*** Opening of GIVEN RECORDS ***
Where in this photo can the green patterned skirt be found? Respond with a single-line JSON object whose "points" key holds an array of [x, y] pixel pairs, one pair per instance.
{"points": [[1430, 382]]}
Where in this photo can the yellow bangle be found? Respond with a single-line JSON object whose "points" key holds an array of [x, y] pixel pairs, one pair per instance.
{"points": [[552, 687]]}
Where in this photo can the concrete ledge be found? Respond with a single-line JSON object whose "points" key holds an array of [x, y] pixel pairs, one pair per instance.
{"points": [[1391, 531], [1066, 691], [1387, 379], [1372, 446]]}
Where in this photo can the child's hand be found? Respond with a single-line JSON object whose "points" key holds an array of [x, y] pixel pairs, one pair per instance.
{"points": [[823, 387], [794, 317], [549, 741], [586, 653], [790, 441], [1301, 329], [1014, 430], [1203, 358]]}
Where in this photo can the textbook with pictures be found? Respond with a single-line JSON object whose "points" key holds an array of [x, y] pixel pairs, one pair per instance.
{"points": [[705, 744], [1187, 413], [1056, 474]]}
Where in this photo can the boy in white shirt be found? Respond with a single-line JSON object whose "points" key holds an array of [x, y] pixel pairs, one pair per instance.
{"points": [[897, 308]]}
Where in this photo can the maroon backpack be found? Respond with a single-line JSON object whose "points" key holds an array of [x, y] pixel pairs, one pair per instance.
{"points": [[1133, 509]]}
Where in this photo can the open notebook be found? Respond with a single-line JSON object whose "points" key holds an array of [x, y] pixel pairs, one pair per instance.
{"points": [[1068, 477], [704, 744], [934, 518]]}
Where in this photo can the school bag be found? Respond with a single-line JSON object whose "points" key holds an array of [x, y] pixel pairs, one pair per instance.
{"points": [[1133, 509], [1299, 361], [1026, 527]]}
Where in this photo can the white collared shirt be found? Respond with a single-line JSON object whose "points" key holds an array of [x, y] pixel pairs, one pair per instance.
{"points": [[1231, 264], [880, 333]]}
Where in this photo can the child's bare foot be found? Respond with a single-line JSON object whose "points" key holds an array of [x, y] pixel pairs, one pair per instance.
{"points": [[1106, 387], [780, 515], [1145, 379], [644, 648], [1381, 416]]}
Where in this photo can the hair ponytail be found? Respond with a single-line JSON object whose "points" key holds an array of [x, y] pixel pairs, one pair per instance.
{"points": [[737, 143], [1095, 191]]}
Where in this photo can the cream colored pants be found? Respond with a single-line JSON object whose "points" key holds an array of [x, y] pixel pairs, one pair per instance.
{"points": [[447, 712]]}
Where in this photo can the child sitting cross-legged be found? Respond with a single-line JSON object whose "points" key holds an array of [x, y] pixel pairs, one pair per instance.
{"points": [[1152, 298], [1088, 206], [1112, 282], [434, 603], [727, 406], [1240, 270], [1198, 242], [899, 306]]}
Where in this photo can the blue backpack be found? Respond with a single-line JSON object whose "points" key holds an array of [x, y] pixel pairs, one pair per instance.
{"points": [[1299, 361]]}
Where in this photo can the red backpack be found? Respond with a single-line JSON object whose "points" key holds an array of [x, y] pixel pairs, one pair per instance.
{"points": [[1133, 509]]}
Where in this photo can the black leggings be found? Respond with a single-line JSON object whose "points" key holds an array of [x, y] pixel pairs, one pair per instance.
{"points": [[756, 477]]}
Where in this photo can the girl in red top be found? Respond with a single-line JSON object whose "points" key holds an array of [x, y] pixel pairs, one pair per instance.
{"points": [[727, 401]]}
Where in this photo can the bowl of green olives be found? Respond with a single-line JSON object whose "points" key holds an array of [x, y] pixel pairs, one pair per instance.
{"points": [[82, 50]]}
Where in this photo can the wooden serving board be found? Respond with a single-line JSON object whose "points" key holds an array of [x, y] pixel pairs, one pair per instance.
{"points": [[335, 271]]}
*** Close of GIVEN RECORDS ***
> _WHAT IS BEING ASKED_: Repeat the whole listing, keeping every word exact.

> _SOLUTION TO THIS TASK_:
Where in this photo can the green patterned skirt be found? Respond with a single-line JSON object whose "points" key holds an array of [x, y] pixel pairs, one pair per instance.
{"points": [[1430, 382]]}
Where in this photo can the yellow bangle be found? Respond with a single-line JSON object whose "points" key holds an array of [x, y] pixel pairs, one pair per instance.
{"points": [[552, 687]]}
Where in this photo can the concrete ledge be found? Respond with a single-line JSON object whose "points" key holds an array of [x, y] pixel pairs, one pair per instance.
{"points": [[1391, 531], [1066, 691], [1387, 379], [1372, 446]]}
Where in this photo can the child's hand be found? Respond with a single-line JSON object whose "points" key holds an array of [x, y] pixel pairs, one pair per instance.
{"points": [[823, 387], [794, 317], [549, 741], [586, 653], [790, 441], [1301, 329], [1014, 430], [1203, 358]]}
Where in this photo can the textbook with pictures be found? Respond with a single-line JSON object whose "points" key holds an array of [x, y] pixel pairs, one pair per instance.
{"points": [[705, 744], [1187, 413], [1056, 474]]}
Where in this photo can the boy in white shirt be found? Respond with a single-line JSON object whose "points" key holds an array of [x, y] pixel pairs, one pair per instance.
{"points": [[897, 308]]}
Where in this photo can the maroon backpack be found? Respond with a single-line JSON object whose "points" key holds an array of [x, y] pixel pairs, one pair per instance.
{"points": [[1133, 509]]}
Where in this photo can the open notebook be found? Respond with a single-line JSON object whose "points" key holds an array of [x, y] pixel pairs, one pair per instance.
{"points": [[1068, 477], [704, 744], [934, 518]]}
Where in this photo can the school bag be found? Respond with a single-line JSON object whose "points" key holds an array of [x, y] pixel pairs, one pair per instance.
{"points": [[1133, 509], [1299, 361], [1026, 527]]}
Where in this photo can the white collared shirt be found? Respond with a single-line JSON object whose "points" key holds an array of [x, y] pixel pairs, one pair per instance.
{"points": [[1231, 264], [880, 333]]}
Where in this photo can the child's bare foot be found? Respond with a single-line JSON object whose "points" key holds an array of [x, y] pixel pairs, one pair per instance.
{"points": [[1106, 387], [780, 515], [1145, 379], [644, 648], [1381, 416]]}
Where in this photo can the hair ponytail be found? Respond with a single-line JSON object whose "points" key holds an array of [x, y] pixel pairs, one pair per instance.
{"points": [[737, 143], [1095, 191]]}
Where in this photo can the cream colored pants be found? Respond with a single-line JSON object whose "points" key holds an array of [x, y] pixel pairs, one pair per instance.
{"points": [[447, 712]]}
Where in this photo can the child sitting cross-legged be found? Respond with a single-line JSON object whose "points" key holds an array of [x, y] pixel pairs, one pair per instance.
{"points": [[1152, 298], [1088, 206], [1112, 282], [434, 603], [727, 406], [1240, 270], [1198, 242], [899, 306]]}
Where in this photo can the blue backpack be found? Respond with a single-line JSON object whose "points" key holds an array of [x, y] pixel pairs, one pair per instance.
{"points": [[1299, 361]]}
Where in this photo can the red backpack be found? Respond with a single-line JSON object whose "points" key holds an array of [x, y] pixel pairs, one pair per instance.
{"points": [[1133, 509]]}
Where in this photo can the black leggings be found? Respond with a single-line JSON object whose "points" key holds an array of [x, y] pixel pairs, one pair per instance.
{"points": [[756, 477]]}
Where in this photo can the girl in red top be found? Respond with a single-line JSON object whose "points" key holds an array of [x, y] pixel pairs, one pair per instance.
{"points": [[727, 401]]}
Where in this photo can the bowl of green olives be found? Respond with a single-line JSON object whose "points" key holds an array of [x, y] pixel pairs, one pair per instance.
{"points": [[82, 50]]}
Where in this photo can the wooden serving board be found? Respond with a single-line JSON object whose "points" key holds an array of [x, y] pixel pairs, one pair per instance.
{"points": [[335, 271]]}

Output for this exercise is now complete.